**What to do:**
Look through the records and copy each line that has "grinding" in it.

- Opening Delimiter -

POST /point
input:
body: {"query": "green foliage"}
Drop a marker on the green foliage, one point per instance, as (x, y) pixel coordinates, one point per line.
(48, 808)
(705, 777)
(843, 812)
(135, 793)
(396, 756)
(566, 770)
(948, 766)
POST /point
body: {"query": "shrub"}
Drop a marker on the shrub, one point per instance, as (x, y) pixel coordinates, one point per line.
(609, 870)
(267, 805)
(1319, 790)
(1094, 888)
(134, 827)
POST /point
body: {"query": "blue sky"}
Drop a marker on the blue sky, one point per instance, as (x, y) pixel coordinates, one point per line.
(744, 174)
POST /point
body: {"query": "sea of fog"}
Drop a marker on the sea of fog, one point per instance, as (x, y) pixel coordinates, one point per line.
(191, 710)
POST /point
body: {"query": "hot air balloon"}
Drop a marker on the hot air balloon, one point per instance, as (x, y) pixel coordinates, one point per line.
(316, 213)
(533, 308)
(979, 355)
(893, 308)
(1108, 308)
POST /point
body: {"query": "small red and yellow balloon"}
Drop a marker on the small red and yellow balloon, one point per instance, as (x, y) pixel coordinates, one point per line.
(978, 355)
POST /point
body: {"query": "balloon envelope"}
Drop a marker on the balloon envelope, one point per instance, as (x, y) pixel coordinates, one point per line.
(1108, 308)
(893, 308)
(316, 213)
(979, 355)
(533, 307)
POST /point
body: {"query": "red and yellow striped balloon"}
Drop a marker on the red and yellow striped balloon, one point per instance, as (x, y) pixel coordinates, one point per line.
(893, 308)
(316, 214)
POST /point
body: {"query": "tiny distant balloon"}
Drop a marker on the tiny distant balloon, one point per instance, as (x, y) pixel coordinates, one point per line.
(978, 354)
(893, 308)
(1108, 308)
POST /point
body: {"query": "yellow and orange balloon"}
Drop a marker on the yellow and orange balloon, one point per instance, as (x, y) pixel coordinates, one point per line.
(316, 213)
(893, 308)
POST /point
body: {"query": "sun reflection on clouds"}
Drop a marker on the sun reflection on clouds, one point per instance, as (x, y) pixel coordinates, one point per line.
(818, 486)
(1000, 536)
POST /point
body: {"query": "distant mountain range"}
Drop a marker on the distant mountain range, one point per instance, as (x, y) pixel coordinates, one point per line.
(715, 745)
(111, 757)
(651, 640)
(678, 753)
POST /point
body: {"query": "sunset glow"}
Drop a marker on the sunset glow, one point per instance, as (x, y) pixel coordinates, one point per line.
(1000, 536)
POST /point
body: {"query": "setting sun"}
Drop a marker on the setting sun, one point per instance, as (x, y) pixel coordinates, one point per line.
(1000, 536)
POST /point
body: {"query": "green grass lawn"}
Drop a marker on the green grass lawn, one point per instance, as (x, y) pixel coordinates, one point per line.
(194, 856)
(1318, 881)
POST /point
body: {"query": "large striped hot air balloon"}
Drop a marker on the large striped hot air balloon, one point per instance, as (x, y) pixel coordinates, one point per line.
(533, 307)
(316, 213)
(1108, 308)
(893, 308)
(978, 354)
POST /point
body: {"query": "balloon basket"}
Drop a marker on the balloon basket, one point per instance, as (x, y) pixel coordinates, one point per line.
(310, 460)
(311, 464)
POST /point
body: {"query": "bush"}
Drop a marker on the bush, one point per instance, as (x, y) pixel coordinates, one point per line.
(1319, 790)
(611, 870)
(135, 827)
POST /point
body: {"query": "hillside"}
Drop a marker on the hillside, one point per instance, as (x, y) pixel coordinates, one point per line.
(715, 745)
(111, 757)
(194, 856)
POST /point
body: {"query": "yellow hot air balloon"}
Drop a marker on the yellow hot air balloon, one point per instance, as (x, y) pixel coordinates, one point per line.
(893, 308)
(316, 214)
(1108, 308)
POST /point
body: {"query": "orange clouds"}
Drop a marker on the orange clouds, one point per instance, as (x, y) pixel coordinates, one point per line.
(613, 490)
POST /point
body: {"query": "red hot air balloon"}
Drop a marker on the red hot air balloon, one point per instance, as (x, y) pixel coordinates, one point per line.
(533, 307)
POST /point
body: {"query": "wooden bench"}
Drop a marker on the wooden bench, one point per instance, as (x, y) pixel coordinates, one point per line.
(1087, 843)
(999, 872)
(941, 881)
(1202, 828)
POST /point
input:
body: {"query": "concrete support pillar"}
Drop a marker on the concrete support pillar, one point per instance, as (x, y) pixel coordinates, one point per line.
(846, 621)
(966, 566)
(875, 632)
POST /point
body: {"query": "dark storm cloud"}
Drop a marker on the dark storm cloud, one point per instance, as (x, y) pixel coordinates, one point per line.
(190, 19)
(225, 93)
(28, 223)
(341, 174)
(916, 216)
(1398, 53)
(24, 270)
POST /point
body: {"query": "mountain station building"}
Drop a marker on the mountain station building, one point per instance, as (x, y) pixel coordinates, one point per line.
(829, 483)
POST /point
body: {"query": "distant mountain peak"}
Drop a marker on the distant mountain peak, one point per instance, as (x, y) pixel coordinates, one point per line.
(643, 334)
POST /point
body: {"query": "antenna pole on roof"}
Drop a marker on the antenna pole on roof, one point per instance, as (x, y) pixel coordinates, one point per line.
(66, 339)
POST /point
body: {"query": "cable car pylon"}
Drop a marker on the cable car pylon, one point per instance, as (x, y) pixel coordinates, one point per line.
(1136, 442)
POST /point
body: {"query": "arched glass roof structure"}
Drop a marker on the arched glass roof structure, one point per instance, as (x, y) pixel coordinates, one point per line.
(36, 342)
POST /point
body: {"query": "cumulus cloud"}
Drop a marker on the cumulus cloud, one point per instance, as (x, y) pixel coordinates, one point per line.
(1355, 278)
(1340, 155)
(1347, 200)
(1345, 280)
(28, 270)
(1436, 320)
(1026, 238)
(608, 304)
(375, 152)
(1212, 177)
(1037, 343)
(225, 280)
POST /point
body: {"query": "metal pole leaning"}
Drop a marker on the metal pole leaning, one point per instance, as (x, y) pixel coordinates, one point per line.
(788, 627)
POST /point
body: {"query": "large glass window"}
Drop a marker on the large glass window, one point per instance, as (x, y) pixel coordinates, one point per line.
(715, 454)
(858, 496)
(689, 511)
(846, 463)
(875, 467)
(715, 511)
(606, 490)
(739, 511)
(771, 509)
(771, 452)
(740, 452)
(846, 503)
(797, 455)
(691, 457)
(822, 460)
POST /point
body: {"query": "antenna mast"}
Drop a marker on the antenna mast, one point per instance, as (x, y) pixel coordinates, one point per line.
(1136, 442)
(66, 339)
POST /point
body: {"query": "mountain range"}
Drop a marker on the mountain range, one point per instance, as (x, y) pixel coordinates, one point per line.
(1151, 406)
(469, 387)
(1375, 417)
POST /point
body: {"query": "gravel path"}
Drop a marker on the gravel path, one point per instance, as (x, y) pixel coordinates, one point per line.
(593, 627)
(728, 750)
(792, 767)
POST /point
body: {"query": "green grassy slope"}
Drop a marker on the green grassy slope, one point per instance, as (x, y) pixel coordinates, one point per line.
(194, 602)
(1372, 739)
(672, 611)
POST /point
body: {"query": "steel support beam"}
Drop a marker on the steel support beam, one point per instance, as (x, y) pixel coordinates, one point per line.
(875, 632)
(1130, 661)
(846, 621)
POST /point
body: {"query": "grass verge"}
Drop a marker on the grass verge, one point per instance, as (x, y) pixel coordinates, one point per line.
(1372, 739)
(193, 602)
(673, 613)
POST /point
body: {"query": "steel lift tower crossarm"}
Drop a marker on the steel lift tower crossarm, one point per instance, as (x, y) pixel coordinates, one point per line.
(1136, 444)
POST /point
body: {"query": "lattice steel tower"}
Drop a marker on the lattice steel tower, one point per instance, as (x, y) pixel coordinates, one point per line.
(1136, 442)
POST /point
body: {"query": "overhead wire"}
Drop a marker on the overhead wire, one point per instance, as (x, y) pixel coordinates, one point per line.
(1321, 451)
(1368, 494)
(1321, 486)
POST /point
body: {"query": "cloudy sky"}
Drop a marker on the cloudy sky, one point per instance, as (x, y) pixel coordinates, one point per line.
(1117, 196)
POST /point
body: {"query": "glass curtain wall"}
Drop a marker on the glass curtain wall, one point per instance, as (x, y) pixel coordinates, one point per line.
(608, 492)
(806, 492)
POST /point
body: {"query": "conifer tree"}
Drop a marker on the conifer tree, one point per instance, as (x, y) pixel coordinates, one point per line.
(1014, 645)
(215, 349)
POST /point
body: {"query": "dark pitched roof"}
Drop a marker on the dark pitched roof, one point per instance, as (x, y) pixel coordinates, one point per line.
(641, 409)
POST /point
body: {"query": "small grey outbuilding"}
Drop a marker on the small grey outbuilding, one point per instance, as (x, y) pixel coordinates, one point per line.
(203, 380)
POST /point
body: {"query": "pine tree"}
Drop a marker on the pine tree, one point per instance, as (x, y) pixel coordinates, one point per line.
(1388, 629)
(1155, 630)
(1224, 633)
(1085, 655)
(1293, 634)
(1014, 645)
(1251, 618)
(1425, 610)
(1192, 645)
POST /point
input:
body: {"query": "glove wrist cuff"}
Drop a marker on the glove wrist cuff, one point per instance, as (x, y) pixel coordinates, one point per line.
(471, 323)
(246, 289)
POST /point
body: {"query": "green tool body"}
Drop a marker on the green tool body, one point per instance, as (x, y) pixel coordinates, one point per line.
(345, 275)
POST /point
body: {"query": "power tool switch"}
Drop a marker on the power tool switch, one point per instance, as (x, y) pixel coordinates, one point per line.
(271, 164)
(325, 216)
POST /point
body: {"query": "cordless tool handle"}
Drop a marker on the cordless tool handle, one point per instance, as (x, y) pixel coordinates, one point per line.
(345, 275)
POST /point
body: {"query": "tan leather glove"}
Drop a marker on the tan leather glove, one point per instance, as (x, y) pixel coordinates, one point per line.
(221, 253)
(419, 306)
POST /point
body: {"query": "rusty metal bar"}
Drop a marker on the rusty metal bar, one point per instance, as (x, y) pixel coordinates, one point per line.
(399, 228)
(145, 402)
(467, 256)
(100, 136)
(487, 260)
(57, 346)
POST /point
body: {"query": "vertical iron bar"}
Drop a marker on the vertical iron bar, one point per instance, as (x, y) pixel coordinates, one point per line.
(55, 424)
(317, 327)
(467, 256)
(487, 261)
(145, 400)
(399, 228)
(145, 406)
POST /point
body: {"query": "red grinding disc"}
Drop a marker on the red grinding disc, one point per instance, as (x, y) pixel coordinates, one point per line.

- Closing Delimiter -

**Worked solution:**
body: {"query": "red grinding disc"}
Drop a marker on the red grinding disc, one point per instance, as (x, y) pixel coordinates, one point per line.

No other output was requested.